» TASK DETAILS: Say whether each statement agrees with the passage on LCD and CRT monitors, answering yes or no and quoting the words of the passage that decide it. 1. Price is always the best indicator of LCD monitor quality. 2. Dual-scan and STN monitors cost less than active-matrix ones but produce inferior images. 3. A digital interface card allows a CRT to be attached.

» DOCUMENT SECTION:
Nevertheless, plunking down the extra cash may make sense for certain digital imaging applications or environments. The best way to decide may be to consider the strengths and weaknesses of each technology. All LCDs are thinner, lighter, less power-hungry, and cooler running than CRTs as well as being free of potentially dangerous low frequency emissions. The best of the current crop of color LCD monitors also boast higher brightness and better contrast ratios than CRTs, and the complete absence of several common CRT problems, including misconvergence, poor focus, and nonlinearity (e.g. pincushioning). The sharp, bright, flicker free image (which reduces eyestrain and fatigue), along with reduced emission of heat and electromagnetic radiation, make top quality LCD monitors a good choice for long sessions of QC work, or for any work that requires a great deal of time in front of a monitor.

The down side of LCDs, in addition to their high cost, includes:

Before taking the LCD plunge, be careful, since the quality of LCD monitors varies greatly and price is not always the best indicator. Look for an active-matrix or TFT (thin film transistor) LCD monitor. Other LCD technologies, such as dual-scan and STN (super twisted nematic) are less expensive, but produce inferior images. Also, look for one with a digital interface card. This adds slightly to the cost, and precludes attachment of a CRT, but eliminates the image degradation associated with analog to digital conversion. If at all possible, check out the monitor in person, or at least study product reviews before purchasing.

» STORED RECORDS:
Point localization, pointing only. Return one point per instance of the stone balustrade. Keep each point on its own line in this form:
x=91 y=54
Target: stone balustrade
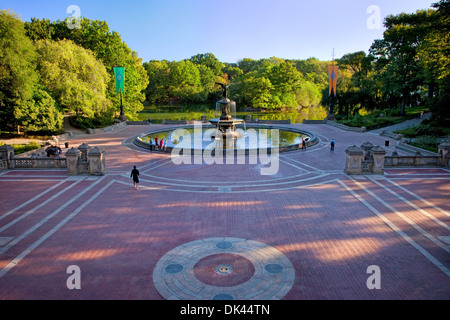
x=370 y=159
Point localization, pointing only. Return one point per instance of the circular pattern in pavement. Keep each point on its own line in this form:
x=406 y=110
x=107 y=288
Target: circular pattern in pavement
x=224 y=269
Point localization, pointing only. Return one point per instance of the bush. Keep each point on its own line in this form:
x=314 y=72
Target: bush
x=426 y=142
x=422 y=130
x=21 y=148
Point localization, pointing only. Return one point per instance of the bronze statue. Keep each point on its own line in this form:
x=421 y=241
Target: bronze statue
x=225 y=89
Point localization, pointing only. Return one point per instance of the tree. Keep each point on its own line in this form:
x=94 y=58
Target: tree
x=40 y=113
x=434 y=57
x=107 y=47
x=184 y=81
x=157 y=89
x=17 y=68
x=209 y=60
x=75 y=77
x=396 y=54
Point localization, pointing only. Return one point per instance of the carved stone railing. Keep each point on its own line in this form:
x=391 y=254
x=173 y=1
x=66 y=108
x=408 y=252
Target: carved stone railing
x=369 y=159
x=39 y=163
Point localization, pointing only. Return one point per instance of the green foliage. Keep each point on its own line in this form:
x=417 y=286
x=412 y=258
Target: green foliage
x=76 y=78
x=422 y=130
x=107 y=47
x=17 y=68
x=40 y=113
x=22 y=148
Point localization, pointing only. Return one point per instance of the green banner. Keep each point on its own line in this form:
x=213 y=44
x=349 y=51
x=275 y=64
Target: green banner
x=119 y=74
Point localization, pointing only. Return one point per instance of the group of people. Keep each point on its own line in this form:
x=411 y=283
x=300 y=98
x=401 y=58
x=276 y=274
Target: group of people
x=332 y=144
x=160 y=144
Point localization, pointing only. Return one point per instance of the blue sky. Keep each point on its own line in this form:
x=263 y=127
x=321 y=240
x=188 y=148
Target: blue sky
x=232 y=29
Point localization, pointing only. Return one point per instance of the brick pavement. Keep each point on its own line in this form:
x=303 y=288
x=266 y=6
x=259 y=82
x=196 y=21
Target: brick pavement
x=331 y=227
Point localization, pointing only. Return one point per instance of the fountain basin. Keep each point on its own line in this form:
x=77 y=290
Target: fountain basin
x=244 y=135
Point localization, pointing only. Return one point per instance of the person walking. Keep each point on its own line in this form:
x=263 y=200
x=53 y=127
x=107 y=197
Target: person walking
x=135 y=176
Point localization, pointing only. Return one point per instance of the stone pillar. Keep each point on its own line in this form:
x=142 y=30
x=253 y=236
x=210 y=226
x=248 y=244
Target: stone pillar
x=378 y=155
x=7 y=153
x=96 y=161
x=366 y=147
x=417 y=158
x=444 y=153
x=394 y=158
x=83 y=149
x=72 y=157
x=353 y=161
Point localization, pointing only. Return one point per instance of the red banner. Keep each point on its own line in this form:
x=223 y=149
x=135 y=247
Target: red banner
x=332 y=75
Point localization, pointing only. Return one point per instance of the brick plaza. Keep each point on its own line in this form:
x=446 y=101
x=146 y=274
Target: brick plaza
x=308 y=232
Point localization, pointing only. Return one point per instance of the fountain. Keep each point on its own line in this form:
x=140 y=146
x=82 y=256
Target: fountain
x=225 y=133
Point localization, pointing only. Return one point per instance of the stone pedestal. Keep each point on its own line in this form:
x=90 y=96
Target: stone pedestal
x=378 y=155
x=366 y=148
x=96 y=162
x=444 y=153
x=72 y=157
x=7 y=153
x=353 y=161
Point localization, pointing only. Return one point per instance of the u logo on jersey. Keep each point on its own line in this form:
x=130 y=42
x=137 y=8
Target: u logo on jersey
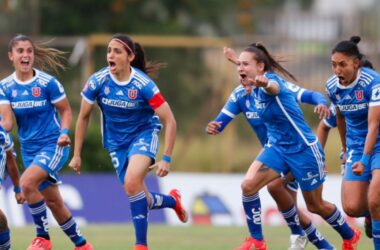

» TASK RESULT:
1. No: "price is not always the best indicator"
2. Yes: "Other LCD technologies, such as dual-scan and STN (super twisted nematic) are less expensive, but produce inferior images."
3. No: "precludes attachment of a CRT"